- **REQUIRED TASK**
Please quote the material exactly, every line of it.

(Extracted records)
☆ ☆ ☆ ☆ ☆

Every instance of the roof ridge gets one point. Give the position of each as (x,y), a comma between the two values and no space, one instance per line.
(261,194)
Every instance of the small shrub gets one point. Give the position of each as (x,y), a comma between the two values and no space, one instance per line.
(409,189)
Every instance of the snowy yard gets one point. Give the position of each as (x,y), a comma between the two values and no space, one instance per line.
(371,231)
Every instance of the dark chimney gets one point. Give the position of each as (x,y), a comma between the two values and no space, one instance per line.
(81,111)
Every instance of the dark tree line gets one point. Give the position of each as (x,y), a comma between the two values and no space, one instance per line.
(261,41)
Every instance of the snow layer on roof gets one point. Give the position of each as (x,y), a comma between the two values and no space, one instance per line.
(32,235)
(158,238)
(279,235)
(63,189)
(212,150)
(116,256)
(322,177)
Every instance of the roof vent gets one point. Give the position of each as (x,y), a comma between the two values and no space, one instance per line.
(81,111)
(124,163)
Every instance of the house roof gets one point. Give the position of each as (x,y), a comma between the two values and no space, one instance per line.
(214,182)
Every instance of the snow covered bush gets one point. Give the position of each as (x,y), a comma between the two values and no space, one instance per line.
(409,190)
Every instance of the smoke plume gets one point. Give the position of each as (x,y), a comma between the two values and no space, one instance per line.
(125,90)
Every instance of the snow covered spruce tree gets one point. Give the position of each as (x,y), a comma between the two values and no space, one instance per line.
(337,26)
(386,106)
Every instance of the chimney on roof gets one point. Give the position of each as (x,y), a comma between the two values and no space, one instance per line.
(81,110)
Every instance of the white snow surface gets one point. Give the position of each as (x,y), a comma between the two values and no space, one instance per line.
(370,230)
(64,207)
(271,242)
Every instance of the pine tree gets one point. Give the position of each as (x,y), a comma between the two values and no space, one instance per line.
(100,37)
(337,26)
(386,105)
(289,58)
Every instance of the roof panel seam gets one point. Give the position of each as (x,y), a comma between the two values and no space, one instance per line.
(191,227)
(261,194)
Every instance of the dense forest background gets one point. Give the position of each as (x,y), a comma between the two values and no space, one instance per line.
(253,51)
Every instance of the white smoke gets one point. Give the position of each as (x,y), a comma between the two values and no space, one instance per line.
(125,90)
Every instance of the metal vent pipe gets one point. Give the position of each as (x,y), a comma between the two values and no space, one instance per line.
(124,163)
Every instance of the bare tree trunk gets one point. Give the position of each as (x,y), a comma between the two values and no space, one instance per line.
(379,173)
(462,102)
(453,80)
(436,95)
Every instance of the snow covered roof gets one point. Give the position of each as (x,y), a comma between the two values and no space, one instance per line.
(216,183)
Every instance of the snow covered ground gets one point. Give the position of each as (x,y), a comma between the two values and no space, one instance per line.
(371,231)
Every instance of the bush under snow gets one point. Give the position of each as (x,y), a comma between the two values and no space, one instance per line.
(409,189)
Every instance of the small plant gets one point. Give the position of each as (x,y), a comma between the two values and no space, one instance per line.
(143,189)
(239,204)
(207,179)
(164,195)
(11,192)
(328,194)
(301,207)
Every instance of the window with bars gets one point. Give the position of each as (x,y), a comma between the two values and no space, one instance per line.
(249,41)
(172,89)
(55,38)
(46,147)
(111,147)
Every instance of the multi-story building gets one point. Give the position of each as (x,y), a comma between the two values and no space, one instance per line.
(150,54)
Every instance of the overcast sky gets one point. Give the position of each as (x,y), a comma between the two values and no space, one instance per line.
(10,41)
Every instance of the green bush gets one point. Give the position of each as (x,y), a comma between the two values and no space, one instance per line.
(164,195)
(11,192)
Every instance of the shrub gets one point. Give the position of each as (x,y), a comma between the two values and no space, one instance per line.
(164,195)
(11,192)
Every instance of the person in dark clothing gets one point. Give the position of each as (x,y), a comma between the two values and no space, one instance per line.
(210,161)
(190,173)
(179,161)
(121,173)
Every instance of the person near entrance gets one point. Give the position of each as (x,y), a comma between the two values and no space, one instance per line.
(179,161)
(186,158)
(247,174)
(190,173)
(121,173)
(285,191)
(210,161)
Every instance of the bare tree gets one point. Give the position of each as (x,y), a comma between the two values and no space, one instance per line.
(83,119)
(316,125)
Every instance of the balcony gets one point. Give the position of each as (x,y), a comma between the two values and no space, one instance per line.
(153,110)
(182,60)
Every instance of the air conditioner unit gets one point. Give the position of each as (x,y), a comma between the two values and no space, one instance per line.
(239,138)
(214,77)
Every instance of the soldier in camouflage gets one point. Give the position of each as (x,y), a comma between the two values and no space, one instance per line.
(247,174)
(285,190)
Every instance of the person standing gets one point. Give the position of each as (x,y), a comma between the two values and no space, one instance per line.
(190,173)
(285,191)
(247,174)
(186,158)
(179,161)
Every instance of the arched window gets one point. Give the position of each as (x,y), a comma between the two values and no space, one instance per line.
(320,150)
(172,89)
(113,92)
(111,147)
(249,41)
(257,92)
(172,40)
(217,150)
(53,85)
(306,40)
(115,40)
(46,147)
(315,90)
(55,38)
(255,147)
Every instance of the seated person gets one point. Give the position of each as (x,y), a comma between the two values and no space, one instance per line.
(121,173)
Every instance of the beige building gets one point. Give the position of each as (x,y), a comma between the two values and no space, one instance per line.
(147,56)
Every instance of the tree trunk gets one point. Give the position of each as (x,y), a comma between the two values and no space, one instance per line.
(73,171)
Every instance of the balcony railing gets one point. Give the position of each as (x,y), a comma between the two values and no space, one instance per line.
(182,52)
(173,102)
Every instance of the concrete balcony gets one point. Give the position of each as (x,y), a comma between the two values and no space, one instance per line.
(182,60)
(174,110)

☆ ☆ ☆ ☆ ☆

- **THE SOLUTION**
Every instance of the roof ridge gets one point. Give the position of each as (x,y), a comma between the two values and no space, one instance per line.
(261,194)
Every instance of the small shrub gets one point. Give the position of each as (x,y), a comma between the two values and no space, one instance per line.
(409,189)
Every instance of the snowy yard gets one point. Give the position of each as (x,y), a comma between the two values and no space, one instance per line.
(371,231)
Every instance of the dark chimney gets one point. Give the position of each as (x,y), a comma between the two values and no space, one instance per line.
(81,111)
Every instance of the dark tree line gets one point. Give the position of each as (x,y), a comma between the two values and no space, one instance per line.
(261,41)
Every instance of the snow layer on roof gets one point. Give the position of each as (x,y), a comma between the two values and no space, one instance per line.
(32,235)
(158,238)
(279,235)
(63,189)
(212,150)
(116,256)
(322,177)
Every instance of the roof vent gets one point. Give the position of each as (x,y), a comma between the two values and no space, one instance per line.
(81,111)
(124,163)
Every instance of the house roof gets one point. Give the position of each as (x,y), a comma between the two values and no space, one instance per line.
(214,182)
Every instance of the snow covered bush gets one point. Give the position of each as (x,y), a comma between the two values and no space, one instance per line.
(409,190)
Every instance of the smoke plume gets one point. Give the position of each as (x,y), a comma between the two values and no space, one instance per line.
(125,90)
Every instance of the snow covered spruce tree gets one point. Give the position of each as (x,y), a comma between the two values and no space, one instance per line.
(337,26)
(386,106)
Every instance of the chimney on roof gets one point. Give the position of each as (x,y), a comma between the two values and no space, one instance per line.
(81,110)
Every instance of the white snow surface gets one point. Give the position of each as (x,y), a comma between the two values and no space, one instance per line.
(370,230)
(64,207)
(271,242)
Every instance of the pine tree gets one point. Give the position of each as (x,y), a comma between the two values and no space, one instance per line.
(100,37)
(337,26)
(386,105)
(289,58)
Every instance of the roof panel seam gets one point. Give the position of each as (x,y), a comma between the two values and no space, one instance per line.
(191,227)
(261,194)
Every instance of the dense forest background gets one point. Give the position of each as (x,y), a comma between the two values and no space, one instance per line.
(253,51)
Every instance of the white smoke gets one point. Give the position of each as (x,y), a comma between the two values and no space, one instance per line.
(125,90)
Every instance of the metal vent pipe gets one point. Give the position of each as (x,y), a comma between the two values and no space, one instance per line.
(124,163)
Every instance of the bare tree trunk gets one point. Give the position of each as (x,y), a comma between the two values and no space, one instance per line.
(379,173)
(462,102)
(453,80)
(436,95)
Every instance of the snow covered roof gets one point. Give the position of each as (x,y), a comma between the two values and no space, one instance per line.
(216,183)
Every instance of the snow covered ground gets one point. Give the position of each as (x,y), a comma between the two values and no space, one instance per line.
(371,231)
Every instance of the bush under snow gets one point. Give the position of each as (x,y), a comma between the two values and no space, one instance per line.
(409,189)
Every instance of the small plant gets one point. Give the position of each as (x,y), a comma between the two values and no space, one instance per line.
(143,189)
(239,204)
(207,179)
(164,195)
(11,192)
(328,194)
(301,207)
Every instance of the window with bars gets one point. Give the position of each as (x,y), a comma between the two values and no space, one instance per line.
(249,41)
(172,89)
(55,38)
(46,147)
(111,147)
Every instance of the multi-story building gets one point. Give the position of each as (x,y), a comma between the two values and no space, one instance per line.
(150,54)
Every instance of the overcast sky gets one point. Give the position of each as (x,y), a comma between the two values and no space, one instance per line.
(10,41)
Every instance of the green bush gets one point. Give the position of each as (x,y), a comma between the two values and no space, one instance per line.
(164,195)
(11,192)
Every instance of the shrub gets one point. Give the position of each as (x,y), a comma between the two values and no space, one instance per line.
(164,195)
(11,192)
Every instance of the person in dark clothing gets one point. Give the position of each as (x,y), a comma between the two values and no space, one instance per line.
(210,161)
(190,173)
(179,161)
(121,173)
Every instance of the person near entrance gets one point. Give the position of each as (x,y), a comma between the two values and no space, one instance per line.
(179,161)
(186,158)
(247,174)
(190,173)
(121,173)
(285,191)
(210,161)
Every instance of the bare tree gets one point. Give the position of each as (x,y), a comma between the two values and no space, one instance per line.
(83,119)
(316,125)
Every instance of the balcony gets one point. Give the position of each as (x,y), a comma between the two values and no space, one instance per line.
(153,110)
(182,60)
Every instance of the air conditioner unit gets one point. Give the position of each as (x,y), a comma between the two values and no space, one instance per line.
(239,138)
(214,77)
Every instance of the soldier in camouflage gets one point. Give the position of each as (x,y), a comma between the two values and no space, one instance per line.
(247,174)
(285,190)
Every instance of the person standing gets one point. Give the position of each as (x,y), a comma between the two values and no space, one instance per line.
(190,173)
(285,191)
(247,174)
(186,158)
(179,161)
Every instance of the arched window gets one point. Give the position of each as (x,y), a comma between the two values and no space, one instance per line.
(320,150)
(172,89)
(113,92)
(111,147)
(249,41)
(257,92)
(172,40)
(217,150)
(53,85)
(306,40)
(115,40)
(46,147)
(315,90)
(55,38)
(255,147)
Every instance of the seated person gets one point. Give the position of each as (x,y), a comma between the two values and no space, one instance per line.
(121,173)
Every instance of the beige building gets one point. Give the position of each as (x,y), a comma between the two values and no space, one instance per line.
(147,56)
Every instance of the tree trunk gets one point. Give the position of each as (x,y), a comma between the two values and no space, one instance per line.
(73,171)
Every instance of the balcony railing gets one point. Give the position of each as (x,y), a comma between the two values and no space, one instance per line.
(182,52)
(173,102)
Every instance of the concrete balcony gets one point. Give the position of each as (x,y), a comma between the two values and no space, one instance per line.
(182,60)
(174,110)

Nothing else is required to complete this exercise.